--- GIVEN INSTRUCTION ---
Reproduce the records below word for word, keeping every line in its original order.

(Excerpts from a point labeling dataset)

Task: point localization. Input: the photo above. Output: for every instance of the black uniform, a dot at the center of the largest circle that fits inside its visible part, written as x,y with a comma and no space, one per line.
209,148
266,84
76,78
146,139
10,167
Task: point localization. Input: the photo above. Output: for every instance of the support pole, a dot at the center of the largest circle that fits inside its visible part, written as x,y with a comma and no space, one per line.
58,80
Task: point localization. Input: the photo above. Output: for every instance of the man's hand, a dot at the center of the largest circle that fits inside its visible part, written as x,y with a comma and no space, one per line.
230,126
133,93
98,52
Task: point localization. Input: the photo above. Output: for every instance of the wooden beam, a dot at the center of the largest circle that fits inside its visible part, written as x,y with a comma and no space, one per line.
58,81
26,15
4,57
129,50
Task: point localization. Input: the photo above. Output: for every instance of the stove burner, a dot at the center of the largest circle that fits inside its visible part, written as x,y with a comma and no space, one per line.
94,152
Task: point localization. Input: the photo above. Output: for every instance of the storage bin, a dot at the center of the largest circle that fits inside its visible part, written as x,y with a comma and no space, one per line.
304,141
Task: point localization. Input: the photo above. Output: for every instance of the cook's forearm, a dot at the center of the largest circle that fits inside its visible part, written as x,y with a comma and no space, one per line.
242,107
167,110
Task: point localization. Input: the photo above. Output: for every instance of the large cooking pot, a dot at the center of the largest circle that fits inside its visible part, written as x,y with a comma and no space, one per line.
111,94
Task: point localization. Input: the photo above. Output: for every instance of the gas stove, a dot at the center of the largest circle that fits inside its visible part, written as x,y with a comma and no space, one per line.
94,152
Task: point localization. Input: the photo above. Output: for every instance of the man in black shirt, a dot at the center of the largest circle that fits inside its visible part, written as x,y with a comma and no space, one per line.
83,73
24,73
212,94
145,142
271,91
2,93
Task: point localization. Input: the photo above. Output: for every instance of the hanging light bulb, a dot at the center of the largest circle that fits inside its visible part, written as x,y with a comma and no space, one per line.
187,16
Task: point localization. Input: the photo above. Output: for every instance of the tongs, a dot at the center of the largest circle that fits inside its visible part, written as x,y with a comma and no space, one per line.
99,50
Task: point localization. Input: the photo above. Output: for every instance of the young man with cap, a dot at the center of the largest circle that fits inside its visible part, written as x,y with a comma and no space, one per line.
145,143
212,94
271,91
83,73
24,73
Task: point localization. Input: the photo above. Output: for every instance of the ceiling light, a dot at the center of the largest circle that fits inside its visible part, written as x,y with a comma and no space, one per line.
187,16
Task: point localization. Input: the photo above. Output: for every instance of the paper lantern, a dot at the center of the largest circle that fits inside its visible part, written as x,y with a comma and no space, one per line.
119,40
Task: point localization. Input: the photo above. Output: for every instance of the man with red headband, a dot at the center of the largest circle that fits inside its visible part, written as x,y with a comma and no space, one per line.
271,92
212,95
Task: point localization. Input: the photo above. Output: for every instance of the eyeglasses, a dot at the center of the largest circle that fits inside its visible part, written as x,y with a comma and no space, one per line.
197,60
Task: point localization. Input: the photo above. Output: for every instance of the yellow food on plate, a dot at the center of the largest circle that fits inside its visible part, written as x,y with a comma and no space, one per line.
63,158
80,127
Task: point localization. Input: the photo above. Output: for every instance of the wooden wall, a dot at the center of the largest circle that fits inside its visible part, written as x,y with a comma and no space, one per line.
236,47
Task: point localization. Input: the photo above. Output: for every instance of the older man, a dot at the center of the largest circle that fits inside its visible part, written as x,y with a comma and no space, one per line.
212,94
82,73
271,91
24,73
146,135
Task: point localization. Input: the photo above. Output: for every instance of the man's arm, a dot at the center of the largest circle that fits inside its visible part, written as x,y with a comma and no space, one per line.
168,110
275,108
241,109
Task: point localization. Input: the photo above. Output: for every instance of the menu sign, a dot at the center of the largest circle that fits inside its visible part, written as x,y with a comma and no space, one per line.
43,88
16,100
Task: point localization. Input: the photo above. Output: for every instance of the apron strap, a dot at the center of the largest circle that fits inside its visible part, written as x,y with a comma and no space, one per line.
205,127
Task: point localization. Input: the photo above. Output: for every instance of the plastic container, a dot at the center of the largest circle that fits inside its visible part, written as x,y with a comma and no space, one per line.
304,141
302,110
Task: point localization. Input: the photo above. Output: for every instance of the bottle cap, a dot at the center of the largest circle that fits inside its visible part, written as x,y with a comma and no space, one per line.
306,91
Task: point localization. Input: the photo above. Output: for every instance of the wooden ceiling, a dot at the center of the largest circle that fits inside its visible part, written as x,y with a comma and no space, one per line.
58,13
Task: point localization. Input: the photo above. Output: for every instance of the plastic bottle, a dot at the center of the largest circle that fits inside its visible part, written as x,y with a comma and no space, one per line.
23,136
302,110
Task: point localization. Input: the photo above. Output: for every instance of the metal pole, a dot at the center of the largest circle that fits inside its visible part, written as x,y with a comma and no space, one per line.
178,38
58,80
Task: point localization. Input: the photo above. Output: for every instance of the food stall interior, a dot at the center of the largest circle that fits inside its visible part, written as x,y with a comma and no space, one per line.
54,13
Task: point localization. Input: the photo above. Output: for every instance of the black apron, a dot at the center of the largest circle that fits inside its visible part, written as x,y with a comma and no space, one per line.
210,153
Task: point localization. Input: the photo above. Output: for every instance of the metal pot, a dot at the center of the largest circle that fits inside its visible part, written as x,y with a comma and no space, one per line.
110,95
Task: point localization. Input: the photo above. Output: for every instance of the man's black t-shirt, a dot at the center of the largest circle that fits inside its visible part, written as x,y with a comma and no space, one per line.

--- TASK RESULT ---
Task: point localization. Input: the photo above. Output: for every instance of the black uniform, a dot at the center of the largest circle that fits inside its visible part, written as x,y with a comma and no space, one per line.
209,148
266,84
76,78
146,139
10,167
Task: point localization. Input: the photo above. Output: for every instance of the support pole, a dot at the center of the largest circle that fits inside its visible part, written as x,y with a comma and no space, one per line.
58,80
Task: point localization. Input: the photo above. Output: for every instance of the man's hand, a dot at the center of the largest circle that fits inside its visible part, written as x,y with a comma and no space, one per line.
230,126
133,93
98,52
Task: point localization. Input: the photo above. Output: for every instance of the wooden beam, a dot at the center of the largest circle that fits inside its visible part, written as x,y with a comma and no space, one per line.
58,81
26,15
4,57
129,50
Task: point localization. Input: the photo above. Output: for every instance of the stove burner, a dot at the center of the largest circle that fits inside its visible part, written as x,y with a comma and no space, one per line.
94,152
Task: point localization. Input: the photo above. Output: for every instance of the storage bin, a dot at the center of the largest circle that fits inside its visible part, written as x,y with a comma and no space, one per line.
304,141
Task: point localization. Input: the photo above. Output: for every instance of the cook's forearm, a dot at the center of the largest circle that fits inside its visible part, written as x,y with a comma and no space, one per line.
242,107
167,110
Task: point localization. Input: the photo above. Output: for every instance of the large cooking pot, a dot at the center of the largest circle that fits inside its visible part, written as x,y with a comma and no space, one per line.
111,94
Task: point localization. Input: the photo above. Output: for every instance of the gas stove, a dot at the center of the largest circle that fits inside its visible part, written as x,y with a comma and no space, one per line.
94,152
Task: point localization. Input: the photo above. Output: for every instance of the man in black shirt, a dot at the center of the largest circle that fits inside its visible part, written as x,y with a comma and no space, one per line.
83,73
24,73
212,94
145,142
271,91
2,93
Task: point localization. Input: the photo above. Output: for every instance of the hanging light bulb, a dot at the center of the largest circle that fits inside its visible part, written as x,y with a comma and no space, one per line.
187,16
Task: point localization. Input: the photo above. Output: for every instance of the tongs, a dot at the center of the largest circle that fits inside its visible part, written as x,y with a comma and no space, one per line.
99,50
Task: point localization. Input: the photo above. Output: for every instance of the young man with cap, a dot at the center of the largest circle that fits inside its visible part, written as x,y with a comma and no space, one per line.
145,143
212,94
271,91
83,73
24,73
Task: point localization. Input: the photo above. Output: for every instance of the ceiling light, a dot at the center of the largest circle that fits inside its visible part, written as x,y with a comma and no space, one per line.
187,16
Task: point localization. Input: the photo above. Output: for every instance of the paper lantern, a dot at the center of the largest circle that fits inside its visible part, written as x,y with a comma and no space, one per line.
119,40
Task: point localization. Input: the photo above. Output: for every instance of the man with red headband, a dot at the center of the largest circle that fits inside its visible part, written as x,y with a comma and no space, one per line.
271,92
212,95
Task: point localization. Input: the photo above. Output: for every instance of the eyeglasses, a dot at the center of the largest circle that fits inside its visible part, written as x,y with a comma and no space, one per line.
197,60
Task: point localization. Input: the photo above. Output: for every instance of the yellow food on plate, a dot at the center of the largest circle that fits inside its visible part, written as x,y with a comma and no space, one per line.
63,158
80,127
Task: point localization. Input: the photo above. Output: for every instance of the wooden wall, a dot at the center of the largest circle that fits inside its visible part, written as x,y with a comma and no space, one per line.
236,47
Task: point localization. Input: the photo above. Output: for every instance of the older man, a dot at the center of the largest circle that fits inside its visible part, written as x,y with a comma and no space, one per line.
212,94
82,73
271,91
24,73
146,135
Task: point localization. Input: the photo above. Output: for every instance of the man's arm, a dot at the center of the largest circle that fits inside its visible part, written as x,y with a comma and no space, one per line.
168,110
275,108
241,109
Task: point localization. Input: the photo above. Output: for every instance of the menu sign, a dot at the center of the largest circle that fits inside its visible part, written as x,y with a comma and no space, one per line.
43,88
16,100
Task: point localization. Input: the photo above. Output: for every instance of the apron strap, a dot at the center of the largest circle that fits inside its visible part, written as x,y with a comma and no space, one per line.
205,127
Task: point localization. Input: the photo above. Output: for every instance of the plastic container, a dot at the center of the largest circle that fits inside its visible part, written as x,y with a comma and no space, one per line.
304,141
302,110
Task: point localization. Input: the photo above. Output: for every instance of the bottle cap, a dot at the center of the largest circle that fits inside its visible part, written as x,y with a comma and no space, one per line.
306,91
Task: point localization. Input: the photo above. Output: for every instance of the wooden ceiling, a dot at the center of the largest circle that fits inside its visible part, written as x,y with a comma and no space, one per line.
58,13
Task: point localization. Input: the photo above. Output: for every instance of the plastic bottle, a dot at the center of the largest circle that fits inside its visible part, written as x,y with a comma and no space, one per line.
23,136
302,110
Task: point localization. Input: the photo above. Output: for every instance of the metal pole, a dot at the center of the largest circle that fits inside its visible part, written as x,y with a comma and no space, one per line.
178,38
58,80
Task: point localization. Input: the photo above. Output: for every instance of the food stall interior, a dot at the center of the largest circle that fits inside its visible part, written as x,y with a comma and no space, one per line.
54,13
Task: point localization. Input: the photo above. Output: for every instance of the black apron, a dot at the center of the largest circle that fits inside its visible part, written as x,y with a comma and no space, one per line.
210,153
Task: point localization. Input: the photo above. Output: for every instance of the metal pot, a dot at the center of the largest circle that fits inside its visible part, written as x,y with a comma and no space, one per line.
110,95
Task: point localization. Input: the photo above. Output: for every instance of the man's black t-shirt, a dot at the center of the largest circle that fits inside its visible part, written as x,y with a comma and no space, one per line.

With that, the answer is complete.